Instructions for the task: Pick out each line in the records below that contains the word "rough" and copy it in full. Matches must agree in case.

+++

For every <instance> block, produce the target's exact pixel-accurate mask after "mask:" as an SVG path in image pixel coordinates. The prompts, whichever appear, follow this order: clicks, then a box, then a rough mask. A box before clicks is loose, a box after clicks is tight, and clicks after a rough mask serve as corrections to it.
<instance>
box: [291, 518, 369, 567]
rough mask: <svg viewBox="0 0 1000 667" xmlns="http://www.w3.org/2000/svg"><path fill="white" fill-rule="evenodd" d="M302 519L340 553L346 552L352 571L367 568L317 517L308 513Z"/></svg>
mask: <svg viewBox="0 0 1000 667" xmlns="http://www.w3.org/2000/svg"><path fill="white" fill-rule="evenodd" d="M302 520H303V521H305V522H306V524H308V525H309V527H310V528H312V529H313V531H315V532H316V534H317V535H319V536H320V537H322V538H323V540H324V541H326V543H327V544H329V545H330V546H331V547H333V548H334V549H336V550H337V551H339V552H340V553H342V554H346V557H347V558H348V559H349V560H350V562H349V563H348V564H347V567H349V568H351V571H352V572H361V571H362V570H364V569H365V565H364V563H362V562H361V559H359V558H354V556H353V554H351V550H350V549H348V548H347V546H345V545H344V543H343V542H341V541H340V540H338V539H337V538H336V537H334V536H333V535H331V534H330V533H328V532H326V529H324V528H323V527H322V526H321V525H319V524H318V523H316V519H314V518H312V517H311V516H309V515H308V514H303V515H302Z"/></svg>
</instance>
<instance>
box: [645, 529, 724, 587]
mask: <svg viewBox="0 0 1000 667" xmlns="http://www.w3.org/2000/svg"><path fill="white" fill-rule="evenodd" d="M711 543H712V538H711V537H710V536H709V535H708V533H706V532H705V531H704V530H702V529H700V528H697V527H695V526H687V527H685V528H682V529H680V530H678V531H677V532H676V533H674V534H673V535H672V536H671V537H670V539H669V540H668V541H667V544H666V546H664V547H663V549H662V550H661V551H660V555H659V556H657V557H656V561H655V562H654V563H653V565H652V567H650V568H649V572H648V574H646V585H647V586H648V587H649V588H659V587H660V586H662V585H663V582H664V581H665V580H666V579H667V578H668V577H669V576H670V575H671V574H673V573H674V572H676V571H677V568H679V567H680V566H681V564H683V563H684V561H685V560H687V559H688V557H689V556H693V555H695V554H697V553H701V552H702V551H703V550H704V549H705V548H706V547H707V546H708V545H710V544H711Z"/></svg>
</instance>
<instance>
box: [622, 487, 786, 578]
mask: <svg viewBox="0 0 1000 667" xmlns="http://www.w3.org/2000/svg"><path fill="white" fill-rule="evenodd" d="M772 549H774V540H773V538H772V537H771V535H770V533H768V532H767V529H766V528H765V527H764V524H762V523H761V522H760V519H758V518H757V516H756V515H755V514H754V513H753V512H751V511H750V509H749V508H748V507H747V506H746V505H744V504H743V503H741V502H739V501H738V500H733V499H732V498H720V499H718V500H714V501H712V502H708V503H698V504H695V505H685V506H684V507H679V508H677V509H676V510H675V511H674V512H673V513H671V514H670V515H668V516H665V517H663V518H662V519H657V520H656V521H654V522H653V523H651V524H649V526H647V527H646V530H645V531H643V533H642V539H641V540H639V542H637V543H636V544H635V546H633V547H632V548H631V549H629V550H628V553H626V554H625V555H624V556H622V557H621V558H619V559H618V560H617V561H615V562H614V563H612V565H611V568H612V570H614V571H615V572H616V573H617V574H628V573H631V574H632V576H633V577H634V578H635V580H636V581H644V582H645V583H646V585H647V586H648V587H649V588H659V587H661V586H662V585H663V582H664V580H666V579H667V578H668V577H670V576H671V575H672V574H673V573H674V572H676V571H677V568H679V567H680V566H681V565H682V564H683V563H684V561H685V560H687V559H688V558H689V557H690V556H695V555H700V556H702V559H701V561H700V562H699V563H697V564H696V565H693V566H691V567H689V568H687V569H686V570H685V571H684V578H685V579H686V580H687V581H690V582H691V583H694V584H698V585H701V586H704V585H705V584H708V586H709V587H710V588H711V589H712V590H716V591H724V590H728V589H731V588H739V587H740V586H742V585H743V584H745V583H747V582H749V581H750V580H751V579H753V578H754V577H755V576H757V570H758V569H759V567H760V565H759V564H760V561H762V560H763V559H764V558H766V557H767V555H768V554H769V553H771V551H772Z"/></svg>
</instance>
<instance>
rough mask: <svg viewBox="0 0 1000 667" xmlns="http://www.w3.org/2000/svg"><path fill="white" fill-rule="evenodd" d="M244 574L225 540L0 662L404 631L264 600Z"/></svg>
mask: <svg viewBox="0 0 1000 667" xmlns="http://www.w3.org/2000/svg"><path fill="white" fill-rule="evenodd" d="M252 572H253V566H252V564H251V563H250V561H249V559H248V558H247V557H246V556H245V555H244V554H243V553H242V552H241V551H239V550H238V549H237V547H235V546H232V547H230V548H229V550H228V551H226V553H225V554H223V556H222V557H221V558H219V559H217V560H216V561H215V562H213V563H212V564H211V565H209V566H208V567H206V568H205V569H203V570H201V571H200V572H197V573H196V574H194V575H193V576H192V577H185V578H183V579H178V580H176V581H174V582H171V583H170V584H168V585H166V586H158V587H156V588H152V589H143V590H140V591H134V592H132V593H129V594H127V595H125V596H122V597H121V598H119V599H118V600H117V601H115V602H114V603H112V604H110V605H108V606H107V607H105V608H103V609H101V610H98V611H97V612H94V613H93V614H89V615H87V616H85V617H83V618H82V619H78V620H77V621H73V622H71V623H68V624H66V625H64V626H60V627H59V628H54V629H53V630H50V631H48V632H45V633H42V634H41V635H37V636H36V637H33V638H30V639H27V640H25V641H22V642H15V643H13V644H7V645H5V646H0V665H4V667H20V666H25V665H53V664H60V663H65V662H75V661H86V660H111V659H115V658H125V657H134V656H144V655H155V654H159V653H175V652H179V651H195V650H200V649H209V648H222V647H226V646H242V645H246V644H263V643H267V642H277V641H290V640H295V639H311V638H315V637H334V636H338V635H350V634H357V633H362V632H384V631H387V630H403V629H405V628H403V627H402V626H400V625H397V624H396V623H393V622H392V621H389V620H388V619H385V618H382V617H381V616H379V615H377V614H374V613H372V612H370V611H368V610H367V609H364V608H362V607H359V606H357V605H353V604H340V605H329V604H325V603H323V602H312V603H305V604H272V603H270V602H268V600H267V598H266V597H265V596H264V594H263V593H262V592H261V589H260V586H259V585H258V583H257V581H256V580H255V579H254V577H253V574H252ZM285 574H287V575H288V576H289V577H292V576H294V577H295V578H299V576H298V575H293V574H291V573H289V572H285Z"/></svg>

+++

Problem solution:
For every <instance> block, produce the target's exact pixel-accurate mask after "mask:" as an SVG path in image pixel coordinates. The prompts, whichever appear, follow this order: clicks, then a box, then a rough mask. A box before clicks is loose, a box after clicks is tight, and clicks after a rough mask serve as corrections to it.
rough mask: <svg viewBox="0 0 1000 667" xmlns="http://www.w3.org/2000/svg"><path fill="white" fill-rule="evenodd" d="M302 519L340 553L346 552L352 571L367 568L317 517L308 513Z"/></svg>
rough mask: <svg viewBox="0 0 1000 667" xmlns="http://www.w3.org/2000/svg"><path fill="white" fill-rule="evenodd" d="M244 574L225 540L0 662L404 631L264 600Z"/></svg>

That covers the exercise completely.